Items from a data source:
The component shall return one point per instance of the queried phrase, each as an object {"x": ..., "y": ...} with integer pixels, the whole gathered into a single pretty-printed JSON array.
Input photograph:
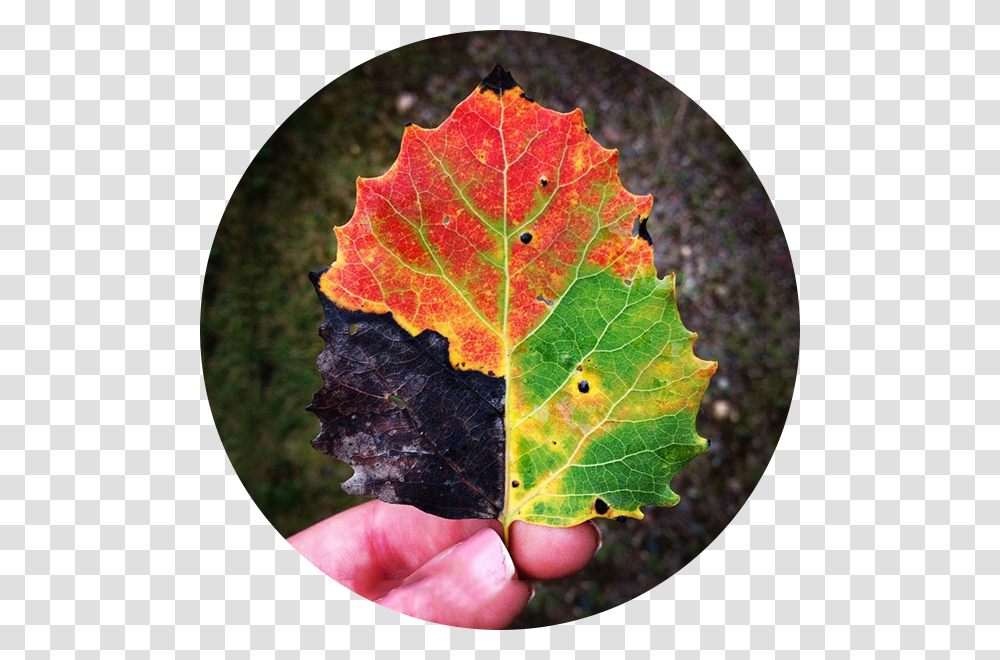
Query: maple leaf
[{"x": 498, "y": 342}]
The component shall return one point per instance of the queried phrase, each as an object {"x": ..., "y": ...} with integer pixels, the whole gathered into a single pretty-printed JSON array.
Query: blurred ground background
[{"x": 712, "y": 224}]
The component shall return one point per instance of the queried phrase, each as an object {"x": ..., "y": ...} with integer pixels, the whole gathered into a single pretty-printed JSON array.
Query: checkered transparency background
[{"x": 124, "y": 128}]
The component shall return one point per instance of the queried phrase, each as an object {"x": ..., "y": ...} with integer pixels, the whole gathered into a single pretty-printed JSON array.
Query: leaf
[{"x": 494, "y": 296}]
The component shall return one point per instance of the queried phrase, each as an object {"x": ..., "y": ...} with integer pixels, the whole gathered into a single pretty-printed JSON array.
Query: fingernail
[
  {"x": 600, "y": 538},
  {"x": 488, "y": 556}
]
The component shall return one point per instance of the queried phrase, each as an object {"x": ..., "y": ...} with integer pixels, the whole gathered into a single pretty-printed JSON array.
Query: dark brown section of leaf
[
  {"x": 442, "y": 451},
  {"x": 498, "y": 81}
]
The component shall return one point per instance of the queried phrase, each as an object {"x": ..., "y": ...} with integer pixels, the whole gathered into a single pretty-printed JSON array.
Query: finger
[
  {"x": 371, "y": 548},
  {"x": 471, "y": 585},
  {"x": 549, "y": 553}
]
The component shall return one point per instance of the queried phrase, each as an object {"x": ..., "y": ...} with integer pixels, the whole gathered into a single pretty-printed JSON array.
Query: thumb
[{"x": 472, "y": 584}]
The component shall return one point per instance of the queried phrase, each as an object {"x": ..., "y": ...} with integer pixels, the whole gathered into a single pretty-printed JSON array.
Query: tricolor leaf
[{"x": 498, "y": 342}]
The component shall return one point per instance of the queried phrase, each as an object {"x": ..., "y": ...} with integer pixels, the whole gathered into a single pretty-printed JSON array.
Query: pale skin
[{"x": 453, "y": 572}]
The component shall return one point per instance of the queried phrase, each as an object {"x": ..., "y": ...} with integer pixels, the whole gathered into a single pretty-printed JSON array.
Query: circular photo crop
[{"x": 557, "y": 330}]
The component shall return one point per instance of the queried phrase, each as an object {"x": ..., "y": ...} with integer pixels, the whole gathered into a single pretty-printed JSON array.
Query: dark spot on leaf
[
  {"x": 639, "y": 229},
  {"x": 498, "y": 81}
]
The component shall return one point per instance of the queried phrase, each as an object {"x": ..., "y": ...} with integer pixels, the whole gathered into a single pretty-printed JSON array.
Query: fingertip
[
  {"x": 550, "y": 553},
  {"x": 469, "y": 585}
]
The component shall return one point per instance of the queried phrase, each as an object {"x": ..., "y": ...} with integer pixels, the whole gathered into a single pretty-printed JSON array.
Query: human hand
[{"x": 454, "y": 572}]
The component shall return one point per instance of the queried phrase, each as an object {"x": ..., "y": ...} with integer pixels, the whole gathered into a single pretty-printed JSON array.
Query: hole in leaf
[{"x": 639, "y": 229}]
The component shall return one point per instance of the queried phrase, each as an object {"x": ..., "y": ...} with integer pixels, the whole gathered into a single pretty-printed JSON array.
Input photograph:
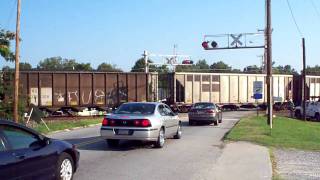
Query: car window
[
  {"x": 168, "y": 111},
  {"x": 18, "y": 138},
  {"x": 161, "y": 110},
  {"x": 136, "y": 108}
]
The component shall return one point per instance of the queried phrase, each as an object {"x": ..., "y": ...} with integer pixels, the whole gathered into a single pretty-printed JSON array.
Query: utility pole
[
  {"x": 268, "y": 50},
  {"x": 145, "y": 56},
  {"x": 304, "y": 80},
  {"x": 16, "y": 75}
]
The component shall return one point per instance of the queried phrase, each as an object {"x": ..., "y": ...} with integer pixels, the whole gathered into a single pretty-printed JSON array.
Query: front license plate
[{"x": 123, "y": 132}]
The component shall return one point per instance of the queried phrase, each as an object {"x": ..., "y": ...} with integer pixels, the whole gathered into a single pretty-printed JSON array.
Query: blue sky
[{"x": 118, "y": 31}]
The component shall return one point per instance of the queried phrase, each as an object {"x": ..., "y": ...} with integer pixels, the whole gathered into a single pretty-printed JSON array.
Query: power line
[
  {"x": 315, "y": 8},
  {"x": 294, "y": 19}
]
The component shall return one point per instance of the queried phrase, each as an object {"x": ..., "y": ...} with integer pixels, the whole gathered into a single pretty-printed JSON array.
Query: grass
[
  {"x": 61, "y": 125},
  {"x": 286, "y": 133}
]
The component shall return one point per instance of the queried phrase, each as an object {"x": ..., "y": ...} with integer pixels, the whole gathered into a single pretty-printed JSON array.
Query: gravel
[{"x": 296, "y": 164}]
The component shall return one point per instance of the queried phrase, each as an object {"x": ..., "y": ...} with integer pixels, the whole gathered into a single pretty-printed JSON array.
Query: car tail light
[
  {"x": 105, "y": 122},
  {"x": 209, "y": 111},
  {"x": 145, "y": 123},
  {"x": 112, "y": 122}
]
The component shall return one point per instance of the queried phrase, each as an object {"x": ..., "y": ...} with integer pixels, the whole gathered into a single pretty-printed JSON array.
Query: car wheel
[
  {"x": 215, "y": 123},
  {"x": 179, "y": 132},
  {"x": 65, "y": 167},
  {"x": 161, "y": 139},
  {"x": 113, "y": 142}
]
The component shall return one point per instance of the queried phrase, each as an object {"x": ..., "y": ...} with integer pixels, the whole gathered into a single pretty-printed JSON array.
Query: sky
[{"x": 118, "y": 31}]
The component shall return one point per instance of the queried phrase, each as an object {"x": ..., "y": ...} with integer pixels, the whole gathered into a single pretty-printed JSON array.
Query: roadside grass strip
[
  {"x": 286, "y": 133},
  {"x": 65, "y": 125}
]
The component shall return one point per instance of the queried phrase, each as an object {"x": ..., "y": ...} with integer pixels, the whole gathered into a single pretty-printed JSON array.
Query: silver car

= What you need to do =
Transcribe every record exactly and omit each image.

= Written solution =
The component shall return one point per instance of the queried phrase, each as an object {"x": ..., "y": ...} with integer pixels, the whole gathered into a single pretty-printed JSON array.
Input photograph:
Query: maple leaf
[{"x": 498, "y": 342}]
The component shall return one point per instance of the queried phrase, each as an object {"x": ..., "y": ...} with integer pixels, the whole gathered into a single pretty-printed JSON array.
Query: blurred ground background
[{"x": 712, "y": 224}]
The component shall return one point per instance of the queried phrase, each as an object {"x": ..., "y": ...} with integer pixels, the whole gathered into a single pretty-printed JSON array.
Query: checkered transparency background
[{"x": 124, "y": 128}]
The component shall return one point per instance of the queried phrase, each as an object {"x": ..., "y": ...} with integer pixels, the whole gathered into a single pretty-printed JSON array.
Query: leaf
[{"x": 494, "y": 296}]
The component shall return one point per instance of the queried phrase, each as an object {"x": ..., "y": ...} with integer pixels, the whole gathered into a single pretty-printed JSON array.
Query: fingernail
[
  {"x": 600, "y": 538},
  {"x": 488, "y": 556}
]
The component shall return one point per instance of the queried phrase, each as an object {"x": ..., "y": ...} with integer pixels, the whole gathered into a single pretty-printed JSON array.
Query: dark brown section of leaf
[
  {"x": 442, "y": 451},
  {"x": 498, "y": 81}
]
The component shall return one point per instance of the queried phrase, each as an object {"x": ..., "y": ...} with integer pixels, the whole gathered into a single pretty-printed JSON array.
Query: finger
[
  {"x": 371, "y": 548},
  {"x": 471, "y": 585},
  {"x": 549, "y": 553}
]
The component shall return one point per instance of the queried phrase, each as an object {"x": ..., "y": ...} with integer pixels, the whole gathered into a single pretty-printed JSON array.
Query: thumb
[{"x": 472, "y": 584}]
The component shall return one point per instance of the queried phrase, each as an object {"x": ..., "y": ...} with integer pixels, the whole gathered into a single pretty-printed JSON array.
Query: tricolor leaf
[{"x": 498, "y": 342}]
The component shall return one point per instance of the queried phrase, each as an object {"x": ..., "y": ...} with integer pixels, the whole gathered into a single pretty-printed JSON array.
Query: pale skin
[{"x": 453, "y": 572}]
The component shall return one point per instance of the queried phrase, each as an object {"x": ..., "y": ...} with integer pixels, the whole gathered into a single pretty-printed JSON array.
Query: circular photo crop
[{"x": 557, "y": 330}]
The component shall return one point per instance of the queried phrase, each as an object {"x": ..., "y": ...} with integer pixels, the whole gathered into a single pretty-printed JSON array.
Query: dark spot on leaf
[
  {"x": 639, "y": 229},
  {"x": 498, "y": 81}
]
The component shall return one point per instance of the queried phrase, each as an object {"x": ..., "y": ...} with integer pixels, the whole gathered into a single pretty-printed JSON array.
Query: fingertip
[
  {"x": 550, "y": 553},
  {"x": 469, "y": 585}
]
The component shall return one point per instance of the queried phrase, each as an object {"x": ..., "y": ...} with integer pixels, the whole gathered into a single pretty-printed JSON array.
Query: human hand
[{"x": 454, "y": 572}]
The component shall return one point per instance of the queried phrase, each as an object {"x": ..., "y": ...} with integer pixels, the whole gathered into a single pretty-printed JSON array.
Query: hole in leaf
[{"x": 639, "y": 229}]
The component shall return one point per instance of the queried phrase, each as an object {"x": ..., "y": ...} with integer pixels, the whole gathered into a single pretty-printed JSON array.
Input photograph:
Query: car window
[
  {"x": 168, "y": 111},
  {"x": 18, "y": 138},
  {"x": 161, "y": 110},
  {"x": 136, "y": 108}
]
The component shall return one point per instance of the queried phrase, each as an object {"x": ..., "y": ...} with integer pixels, the whole gathered into a single pretty-printed JSON array.
Query: utility pole
[
  {"x": 268, "y": 50},
  {"x": 145, "y": 56},
  {"x": 304, "y": 80},
  {"x": 16, "y": 75}
]
The component shall return one point per instance of the queried phrase, each as an object {"x": ..., "y": ...} with integer pixels, the whole gathered into a single pretty-printed JSON array.
Query: front license plate
[{"x": 123, "y": 132}]
The component shall return one point per instance of the queried phrase, each as an object {"x": ..., "y": ...} with integer pixels, the whole gathered into a single pretty-printed JSON array.
Query: blue sky
[{"x": 118, "y": 31}]
The component shall return one point per instance of the queried phrase, each as an object {"x": ..., "y": ...} with integer pixels, the whole gathered into a single pretty-printed JSON array.
Query: power line
[
  {"x": 315, "y": 8},
  {"x": 294, "y": 19}
]
The component shall return one point per instance of the queried phrase, each as an object {"x": ..., "y": ...} with integer pixels, the whole gathered into a single pretty-printed JSON array.
Query: grass
[
  {"x": 61, "y": 125},
  {"x": 286, "y": 133}
]
The component shall return one point per instance of the queried phrase, each as an object {"x": ..., "y": ...} with integer pixels, the whole gathered into a single pretty-printed JSON array.
Query: gravel
[{"x": 296, "y": 164}]
The component shall return one point per instance of the queried phrase, each as an object {"x": ..., "y": ...} with integer pixels, the whole gathered into a single pretty-printed JSON array.
Query: car tail light
[
  {"x": 105, "y": 122},
  {"x": 209, "y": 111},
  {"x": 145, "y": 123},
  {"x": 112, "y": 122}
]
The component shall return one point per instance of the queried phrase, each as an object {"x": ..., "y": ...} with integer pixels, the whole gathered into a single pretty-printed JSON array.
Query: car wheel
[
  {"x": 215, "y": 123},
  {"x": 179, "y": 132},
  {"x": 65, "y": 167},
  {"x": 161, "y": 139},
  {"x": 113, "y": 142}
]
The component shall return one point per instance of the queried phrase, each as an object {"x": ..., "y": ...} with integer pixels, the whole gathered into a single pretty-printed JSON array.
Query: sky
[{"x": 118, "y": 31}]
The component shall return one point per instance of the queried phrase, each as an object {"x": ..., "y": ...} with integer pixels, the whole gathered into a single pretty-printed JSON array.
Query: roadside grass strip
[
  {"x": 286, "y": 133},
  {"x": 65, "y": 125}
]
The component shall return one point per instance of the queried phrase, each as an object {"x": ..., "y": ...} with integer pixels, the whole gathered into a single pretty-printed JSON array.
Query: silver car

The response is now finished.